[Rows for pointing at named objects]
* Begin *

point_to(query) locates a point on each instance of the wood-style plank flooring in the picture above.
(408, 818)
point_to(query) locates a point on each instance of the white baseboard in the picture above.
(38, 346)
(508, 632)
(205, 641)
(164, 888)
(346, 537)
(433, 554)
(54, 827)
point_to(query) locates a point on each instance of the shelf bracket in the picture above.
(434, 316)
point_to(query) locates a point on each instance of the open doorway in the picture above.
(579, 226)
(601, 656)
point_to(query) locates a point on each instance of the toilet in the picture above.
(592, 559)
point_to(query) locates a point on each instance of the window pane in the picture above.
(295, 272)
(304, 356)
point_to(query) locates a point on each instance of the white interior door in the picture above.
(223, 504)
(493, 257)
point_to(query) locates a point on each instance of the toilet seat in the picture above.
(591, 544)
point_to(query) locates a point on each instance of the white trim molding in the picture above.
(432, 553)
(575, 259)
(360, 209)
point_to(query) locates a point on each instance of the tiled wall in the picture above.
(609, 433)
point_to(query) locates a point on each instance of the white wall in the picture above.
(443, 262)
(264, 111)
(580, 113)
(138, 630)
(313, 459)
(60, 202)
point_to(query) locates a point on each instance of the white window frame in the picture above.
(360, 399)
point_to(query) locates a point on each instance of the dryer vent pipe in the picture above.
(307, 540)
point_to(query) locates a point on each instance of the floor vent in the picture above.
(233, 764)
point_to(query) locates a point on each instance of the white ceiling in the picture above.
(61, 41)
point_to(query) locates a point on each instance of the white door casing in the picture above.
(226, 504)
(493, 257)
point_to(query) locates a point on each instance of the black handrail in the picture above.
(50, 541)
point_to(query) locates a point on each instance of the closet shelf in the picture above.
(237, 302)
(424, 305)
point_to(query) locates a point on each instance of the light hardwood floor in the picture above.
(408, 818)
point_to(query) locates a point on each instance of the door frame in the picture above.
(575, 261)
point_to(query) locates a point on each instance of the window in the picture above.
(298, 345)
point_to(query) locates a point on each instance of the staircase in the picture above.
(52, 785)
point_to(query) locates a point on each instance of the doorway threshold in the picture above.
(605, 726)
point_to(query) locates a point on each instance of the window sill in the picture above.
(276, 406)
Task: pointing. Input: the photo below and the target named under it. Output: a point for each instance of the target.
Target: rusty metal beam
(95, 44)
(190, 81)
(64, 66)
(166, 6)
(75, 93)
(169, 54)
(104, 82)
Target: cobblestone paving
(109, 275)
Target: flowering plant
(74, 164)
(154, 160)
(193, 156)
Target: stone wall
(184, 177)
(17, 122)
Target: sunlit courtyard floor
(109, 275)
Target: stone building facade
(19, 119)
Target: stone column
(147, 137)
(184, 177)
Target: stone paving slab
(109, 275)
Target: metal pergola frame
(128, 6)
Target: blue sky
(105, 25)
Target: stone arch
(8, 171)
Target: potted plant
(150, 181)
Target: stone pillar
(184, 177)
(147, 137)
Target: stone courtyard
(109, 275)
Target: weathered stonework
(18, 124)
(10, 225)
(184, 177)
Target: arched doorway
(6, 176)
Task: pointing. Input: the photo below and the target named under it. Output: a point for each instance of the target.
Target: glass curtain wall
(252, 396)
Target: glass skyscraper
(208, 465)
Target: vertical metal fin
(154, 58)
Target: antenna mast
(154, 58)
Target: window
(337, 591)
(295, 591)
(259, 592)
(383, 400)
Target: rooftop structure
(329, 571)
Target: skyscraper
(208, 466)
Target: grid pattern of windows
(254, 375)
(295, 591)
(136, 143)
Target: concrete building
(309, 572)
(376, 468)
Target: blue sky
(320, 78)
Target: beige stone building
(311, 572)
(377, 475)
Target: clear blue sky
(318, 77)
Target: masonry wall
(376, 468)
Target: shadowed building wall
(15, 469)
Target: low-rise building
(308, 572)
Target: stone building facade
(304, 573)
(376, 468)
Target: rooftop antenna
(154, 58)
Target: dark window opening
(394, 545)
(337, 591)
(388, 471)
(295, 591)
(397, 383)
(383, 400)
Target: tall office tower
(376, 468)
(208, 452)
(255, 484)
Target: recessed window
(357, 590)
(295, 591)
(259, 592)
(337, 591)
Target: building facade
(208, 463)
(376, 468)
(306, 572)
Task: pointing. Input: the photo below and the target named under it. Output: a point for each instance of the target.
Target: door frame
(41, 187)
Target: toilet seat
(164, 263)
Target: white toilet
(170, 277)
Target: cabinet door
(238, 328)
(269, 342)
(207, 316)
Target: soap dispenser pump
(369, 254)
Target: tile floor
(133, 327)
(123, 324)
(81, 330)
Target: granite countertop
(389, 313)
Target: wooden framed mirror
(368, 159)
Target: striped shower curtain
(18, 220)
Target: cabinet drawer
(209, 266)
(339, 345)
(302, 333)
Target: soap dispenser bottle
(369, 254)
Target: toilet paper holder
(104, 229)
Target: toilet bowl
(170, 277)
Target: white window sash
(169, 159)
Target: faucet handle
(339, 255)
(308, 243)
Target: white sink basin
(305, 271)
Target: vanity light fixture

* End *

• **Task requirements**
Could you put every row above into a numbered list, skipping any blank lines?

• **Solution below**
1. point_to(query) locates a point on each instance of the wood-style plank flooring in the picture above.
2. (408, 818)
3. point_to(query) locates a point on each instance of the white baseboard in the picture above.
4. (38, 346)
5. (508, 632)
6. (205, 641)
7. (164, 888)
8. (346, 537)
9. (433, 554)
10. (54, 827)
11. point_to(query) locates a point on each instance of the shelf bracket in the picture above.
12. (434, 316)
13. point_to(query) locates a point on each instance of the open doorway in the picture above.
14. (579, 226)
15. (601, 656)
16. point_to(query) locates a point on each instance of the toilet in the picture above.
17. (592, 559)
18. point_to(query) locates a point on each instance of the window pane in the picture above.
19. (295, 272)
20. (304, 356)
21. point_to(query) locates a point on each instance of the white interior door in the picture above.
22. (223, 504)
23. (493, 257)
24. point_to(query) locates a point on each instance of the toilet seat in the picture above.
25. (591, 544)
26. point_to(query) locates a point on each instance of the white trim molding in the picture above.
27. (432, 553)
28. (575, 259)
29. (360, 209)
30. point_to(query) locates a point on each instance of the tiled wall in the picture above.
31. (609, 433)
32. point_to(query) locates a point on each instance of the white wall in the picture above.
33. (443, 262)
34. (264, 111)
35. (580, 113)
36. (138, 630)
37. (313, 459)
38. (60, 202)
39. point_to(query) locates a point on each instance of the white window frame in the picture above.
40. (360, 399)
41. point_to(query) locates a point on each instance of the dryer vent pipe in the picture above.
42. (307, 540)
43. point_to(query) locates a point on each instance of the floor vent in the picture above.
44. (233, 764)
45. point_to(query) locates a point on each instance of the white ceiling in the picture above.
46. (61, 41)
47. point_to(query) locates a point on each instance of the white door casing in the picture above.
48. (226, 504)
49. (493, 257)
50. point_to(query) locates a point on each instance of the black handrail in the picture above.
51. (50, 541)
52. point_to(query) locates a point on each instance of the closet shelf in the picture above.
53. (237, 302)
54. (424, 305)
55. point_to(query) locates a point on each instance of the light hardwood floor in the picture above.
56. (408, 818)
57. point_to(query) locates a point on each instance of the door frame in the picture above.
58. (575, 261)
59. point_to(query) locates a point on each instance of the window in the picture above.
60. (298, 345)
61. point_to(query) locates a point on each instance of the staircase in the picture above.
62. (52, 785)
63. point_to(query) locates a point on each instance of the doorway threshold in the picture above.
64. (605, 726)
65. point_to(query) locates a point on each instance of the window sill in the picture above.
66. (276, 406)
67. Task: pointing. Input: the photo below and the target named under it. Output: a point for each instance of the target.
68. Target: rusty metal beam
69. (95, 44)
70. (190, 81)
71. (64, 66)
72. (166, 6)
73. (75, 93)
74. (169, 54)
75. (104, 82)
76. Target: cobblestone paving
77. (109, 275)
78. Target: flowering plant
79. (74, 164)
80. (154, 160)
81. (193, 156)
82. Target: stone wall
83. (184, 177)
84. (17, 122)
85. Target: sunlit courtyard floor
86. (109, 275)
87. Target: stone building facade
88. (19, 119)
89. Target: stone column
90. (147, 137)
91. (184, 177)
92. Target: stone paving slab
93. (109, 275)
94. Target: metal pergola frame
95. (128, 6)
96. Target: blue sky
97. (105, 25)
98. Target: stone arch
99. (8, 171)
100. Target: potted plant
101. (150, 181)
102. Target: stone pillar
103. (184, 177)
104. (147, 137)
105. Target: stone courtyard
106. (109, 275)
107. Target: weathered stonework
108. (18, 124)
109. (10, 225)
110. (184, 177)
111. Target: arched doorway
112. (6, 176)
113. Task: pointing. Input: the photo below and the target named under it. Output: a point for each instance of the target.
114. Target: glass curtain wall
115. (252, 396)
116. Target: glass skyscraper
117. (208, 465)
118. Target: vertical metal fin
119. (154, 58)
120. Target: antenna mast
121. (154, 58)
122. Target: window
123. (337, 591)
124. (295, 591)
125. (259, 592)
126. (383, 400)
127. Target: rooftop structure
128. (329, 571)
129. Target: skyscraper
130. (208, 466)
131. Target: grid pattern of windows
132. (254, 375)
133. (295, 591)
134. (136, 143)
135. Target: concrete building
136. (309, 572)
137. (376, 468)
138. Target: blue sky
139. (320, 78)
140. Target: beige stone building
141. (311, 572)
142. (377, 475)
143. Target: clear blue sky
144. (318, 77)
145. Target: masonry wall
146. (376, 468)
147. Target: shadowed building wall
148. (15, 469)
149. Target: low-rise building
150. (308, 572)
151. Target: stone building facade
152. (304, 573)
153. (376, 468)
154. Target: rooftop antenna
155. (154, 58)
156. Target: dark window opening
157. (394, 545)
158. (337, 591)
159. (388, 471)
160. (295, 591)
161. (397, 383)
162. (383, 400)
163. Target: tall office tower
164. (376, 468)
165. (208, 452)
166. (255, 484)
167. Target: recessed window
168. (357, 590)
169. (295, 591)
170. (259, 592)
171. (337, 591)
172. Target: building facade
173. (208, 463)
174. (376, 468)
175. (306, 572)
176. Task: pointing. Input: the photo below and the target named under it. Output: a point for each instance of the target.
177. Target: door frame
178. (41, 187)
179. Target: toilet seat
180. (164, 263)
181. Target: white toilet
182. (170, 277)
183. Target: cabinet door
184. (238, 328)
185. (269, 342)
186. (207, 316)
187. Target: soap dispenser pump
188. (369, 254)
189. Target: tile floor
190. (133, 327)
191. (123, 324)
192. (81, 330)
193. Target: granite countertop
194. (389, 313)
195. Target: wooden framed mirror
196. (368, 159)
197. Target: striped shower curtain
198. (18, 220)
199. Target: cabinet drawer
200. (209, 266)
201. (339, 345)
202. (302, 333)
203. Target: soap dispenser bottle
204. (369, 254)
205. Target: toilet paper holder
206. (104, 229)
207. Target: toilet bowl
208. (170, 277)
209. Target: white window sash
210. (169, 159)
211. Target: faucet handle
212. (339, 255)
213. (308, 243)
214. Target: white sink basin
215. (305, 271)
216. Target: vanity light fixture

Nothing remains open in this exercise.